- Things to do -
a - According to the post on adding a manifest list file to snapshots, about how many snapshots result from writing every 2 minutes over 3 days?
b - List the problems with large tables that the post on adding a manifest list file to snapshots names.
c - Write a continuation of the post on adding a manifest list file to snapshots, starting after its last sentence.

You are viewing a plain text version of this content. The canonical link for it is here.
Posted to dev@iceberg.apache.org by Ryan Blue <rb...@netflix.com.INVALID> on 2018/12/04 00:44:14 UTC

Adding a manifest list file to Snapshots

I’ve been working on a format update lately to address some problems we’ve
been hitting with our large tables:

   - Metadata file size is very large, causing commits to take a long time
   - Tables with millions of files take more than a minute to plan scan
   tasks because so many files are in the table’s manifests
   - Other operations like expiring snapshots that require processing a
   filtered list of files take too long

The first problem is caused by a large number of manifests in a large
number of snapshots written into every metadata file. As the rate of
commits to a table goes up, so does the number of metadata files. Even with
data compaction, each commit is going to copy most of the manifest list and
write it along with all the other valid snapshots. When writing every 2
minutes, this ends up being about 2,000 snapshots over 3 days, each keeping
track of all the current manifests. Moving the manifest list out of the
metadata file is a good way to keep this metadata small with a large number
of valid snapshots.

The other two problems are caused by not having enough metadata about each
manifest to skip or process it, so we end up processing every manifest. For
a table scan, knowing the range of values for each partition field helps
eliminate whole manifests. For snapshot expiration, knowing the number of
deleted files in a snapshot allows skipping manifests with no deletes.

- Given entries -
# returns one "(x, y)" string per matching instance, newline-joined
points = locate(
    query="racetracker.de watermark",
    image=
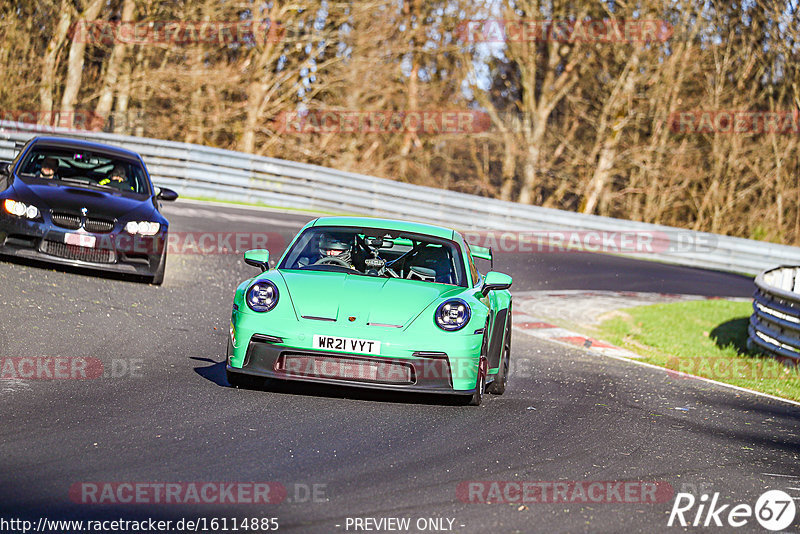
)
(564, 31)
(620, 242)
(735, 122)
(177, 32)
(564, 491)
(428, 122)
(202, 243)
(197, 492)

- Answers per task -
a - About 2,000 snapshots.

b -
- Metadata file size is very large, causing commits to take a long time.
- Tables with millions of files take more than a minute to plan scan tasks because so many files are in the table's manifests.
- Other operations like expiring snapshots that require processing a filtered list of files take too long.

c -
To solve both of these problems, I’ve implemented a spec change that adds a
“manifest-list” in place of the “manifests” list in table metadata. The
manifest list is the location of an Avro file with an entry for every
manifest and all of the metadata needed to compact manifests, filter for
certain operations, and filter for table scans. The details are on PR #21
<https://github.com/apache/incubator-iceberg/pull/21>.

This also depends on tracking partition specs by ID, so that the spec used
to write each manifest is tracked in the manifest list by its ID. That
change is PR #3 <https://github.com/apache/incubator-iceberg/pull/3>.

Since both of these are spec changes, I wanted to highlight them for the
community. Feel free to comment on the PRs or discuss in this thread. I
think the changes are straightforward, and are good to get done before the
first Apache release.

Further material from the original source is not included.